And "media-whoring" is generally frowned upon, at least in CCC circles. 


However, there are clearly problems tied to more people in our groups 
and at our events. The wider the "cultural space" that our community 
inhabits becomes, the more people come to our events and share our 
general ideas, the more important a shared understanding of values in 
interpersonal relations become. It is long known that smaller groups of 
people can self-police. Larger groups have a larger numeric likelihood 
of assholes being present combined with a reduced sense of individual 
responsibility (which is different from the general willingness to put 
in work), so security and safety need more thought and innovation. Not 
just at the events.

The question for me is not how we could shrink or splinter the 
community, as you seem to suggest. It is rather how we can develop an 
shared equivalent of what is known as "due process" for conflicts and 
violations of our values that are (by nature or choice) not subject to 
the realm of normal law enforcement. I don´t have concrete ideas, but 
I see the need to research and develop this field. The "court of social 
media opinion" has certainly demonstrated now its inherent unsuitability 
often enough.

* **Written problem**
List every word or phrase that the passage on community values places inside quotation marks. These records come from a separate source and are unrelated to the passage above.

[Records from a dataset]
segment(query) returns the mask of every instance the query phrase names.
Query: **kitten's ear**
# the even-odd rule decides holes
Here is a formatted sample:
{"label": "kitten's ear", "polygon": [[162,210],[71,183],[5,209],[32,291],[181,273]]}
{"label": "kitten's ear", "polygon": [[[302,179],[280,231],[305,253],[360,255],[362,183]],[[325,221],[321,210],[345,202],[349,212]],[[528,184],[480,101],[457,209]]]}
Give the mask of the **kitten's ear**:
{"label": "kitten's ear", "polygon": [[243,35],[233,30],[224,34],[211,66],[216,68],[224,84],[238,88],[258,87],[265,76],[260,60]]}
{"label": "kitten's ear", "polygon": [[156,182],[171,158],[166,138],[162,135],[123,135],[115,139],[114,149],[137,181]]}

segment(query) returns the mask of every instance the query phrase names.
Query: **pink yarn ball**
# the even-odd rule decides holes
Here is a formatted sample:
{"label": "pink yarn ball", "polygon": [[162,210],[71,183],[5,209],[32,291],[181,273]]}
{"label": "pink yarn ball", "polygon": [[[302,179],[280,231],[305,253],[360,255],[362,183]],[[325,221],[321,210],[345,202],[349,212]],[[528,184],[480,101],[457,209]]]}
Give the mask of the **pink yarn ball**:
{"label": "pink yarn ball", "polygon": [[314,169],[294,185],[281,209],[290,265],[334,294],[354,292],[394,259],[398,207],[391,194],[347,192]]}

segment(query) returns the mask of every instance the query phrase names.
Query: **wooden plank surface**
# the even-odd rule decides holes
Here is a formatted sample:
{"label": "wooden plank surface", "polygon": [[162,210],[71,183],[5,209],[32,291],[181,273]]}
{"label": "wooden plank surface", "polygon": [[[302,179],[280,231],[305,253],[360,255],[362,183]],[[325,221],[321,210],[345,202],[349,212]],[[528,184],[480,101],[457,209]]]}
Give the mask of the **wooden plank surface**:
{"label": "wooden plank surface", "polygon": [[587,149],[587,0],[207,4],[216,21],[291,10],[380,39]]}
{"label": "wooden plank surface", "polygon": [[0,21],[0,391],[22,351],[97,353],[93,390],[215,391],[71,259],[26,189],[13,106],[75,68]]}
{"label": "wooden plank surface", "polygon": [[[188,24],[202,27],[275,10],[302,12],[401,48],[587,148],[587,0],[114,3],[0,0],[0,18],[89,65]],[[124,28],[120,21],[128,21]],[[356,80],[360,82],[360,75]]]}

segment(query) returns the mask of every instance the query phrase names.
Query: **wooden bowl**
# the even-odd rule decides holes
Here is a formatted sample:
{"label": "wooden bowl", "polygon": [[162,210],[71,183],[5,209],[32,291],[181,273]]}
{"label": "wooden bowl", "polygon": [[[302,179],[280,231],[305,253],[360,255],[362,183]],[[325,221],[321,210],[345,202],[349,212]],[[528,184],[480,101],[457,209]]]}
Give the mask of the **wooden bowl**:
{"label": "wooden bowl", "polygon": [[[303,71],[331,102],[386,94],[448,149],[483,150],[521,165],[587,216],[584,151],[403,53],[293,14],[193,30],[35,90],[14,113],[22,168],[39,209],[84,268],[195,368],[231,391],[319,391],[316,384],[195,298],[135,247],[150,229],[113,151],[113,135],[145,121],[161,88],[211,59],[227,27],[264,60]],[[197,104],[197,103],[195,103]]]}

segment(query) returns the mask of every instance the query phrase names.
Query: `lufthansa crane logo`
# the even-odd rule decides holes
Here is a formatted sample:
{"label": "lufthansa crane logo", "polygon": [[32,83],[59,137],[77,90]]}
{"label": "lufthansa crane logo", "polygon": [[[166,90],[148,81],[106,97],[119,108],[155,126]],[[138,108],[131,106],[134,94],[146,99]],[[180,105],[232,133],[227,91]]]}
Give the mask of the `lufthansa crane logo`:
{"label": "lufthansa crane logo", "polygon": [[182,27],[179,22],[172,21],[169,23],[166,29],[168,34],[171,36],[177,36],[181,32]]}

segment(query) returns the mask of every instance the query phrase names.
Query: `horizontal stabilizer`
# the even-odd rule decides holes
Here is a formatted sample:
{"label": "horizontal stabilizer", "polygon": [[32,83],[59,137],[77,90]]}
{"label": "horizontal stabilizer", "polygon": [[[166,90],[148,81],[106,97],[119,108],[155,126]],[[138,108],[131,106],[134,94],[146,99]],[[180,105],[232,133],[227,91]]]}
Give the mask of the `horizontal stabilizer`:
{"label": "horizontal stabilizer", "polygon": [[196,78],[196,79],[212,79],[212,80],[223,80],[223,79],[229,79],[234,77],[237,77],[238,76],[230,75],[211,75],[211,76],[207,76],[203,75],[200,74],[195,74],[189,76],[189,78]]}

* **Response for this exercise**
- media-whoring
- cultural space
- due process
- court of social media opinion